» **TASK GOAL**
Rewrite the material as a numbered list, from its start through the line containing "rough mask: <svg", leaving out blank lines and pictures.

BEGIN DATA RECORDS

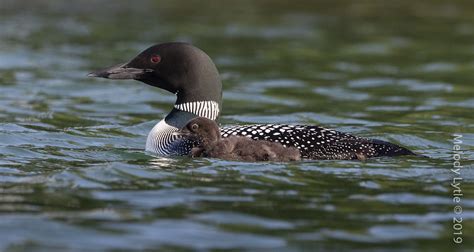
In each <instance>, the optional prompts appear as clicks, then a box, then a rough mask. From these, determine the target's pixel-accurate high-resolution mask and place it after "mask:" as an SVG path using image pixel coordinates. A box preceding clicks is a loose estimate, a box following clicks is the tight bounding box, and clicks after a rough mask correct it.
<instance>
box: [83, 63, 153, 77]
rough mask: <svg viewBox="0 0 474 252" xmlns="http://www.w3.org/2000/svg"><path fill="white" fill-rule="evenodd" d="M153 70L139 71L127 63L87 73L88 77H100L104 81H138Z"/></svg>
mask: <svg viewBox="0 0 474 252" xmlns="http://www.w3.org/2000/svg"><path fill="white" fill-rule="evenodd" d="M153 71H154V70H153V69H140V68H134V67H129V66H128V63H125V64H119V65H116V66H113V67H109V68H106V69H102V70H98V71H95V72H92V73H89V74H88V75H87V76H88V77H100V78H106V79H134V80H136V79H140V78H141V77H142V76H143V75H144V74H146V73H151V72H153Z"/></svg>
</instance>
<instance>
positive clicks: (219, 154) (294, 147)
mask: <svg viewBox="0 0 474 252" xmlns="http://www.w3.org/2000/svg"><path fill="white" fill-rule="evenodd" d="M173 134H176V135H183V136H187V137H189V138H194V139H195V140H196V141H197V142H198V146H197V147H194V148H192V150H191V156H192V157H210V158H221V159H225V160H237V161H276V162H288V161H297V160H301V153H300V151H299V150H298V149H297V148H295V147H284V146H283V145H282V144H280V143H277V142H270V141H265V140H253V139H250V138H248V137H244V136H230V137H226V138H224V139H222V138H221V133H220V130H219V126H218V125H217V123H216V122H215V121H214V120H211V119H208V118H205V117H196V118H194V119H191V120H190V121H189V122H188V123H187V124H186V125H185V126H184V127H183V128H182V129H180V130H179V131H178V132H176V133H173Z"/></svg>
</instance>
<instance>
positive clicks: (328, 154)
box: [88, 42, 415, 159]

END DATA RECORDS

» **TASK RESULT**
1. In each <instance>, the optional prompts appear as clicks, then a box, then a rough mask. From these, determine the target's pixel-accurate high-resolution mask and place it after "mask:" as an SVG path using image pixel coordinates. A box preceding clicks is a loose estimate, a box following clicks is the tight bounding box, and clicks after a rough mask correct it.
2. <instance>
3. box: [83, 63, 153, 77]
4. rough mask: <svg viewBox="0 0 474 252" xmlns="http://www.w3.org/2000/svg"><path fill="white" fill-rule="evenodd" d="M153 70L139 71L127 63L87 73L88 77H100L104 81H138Z"/></svg>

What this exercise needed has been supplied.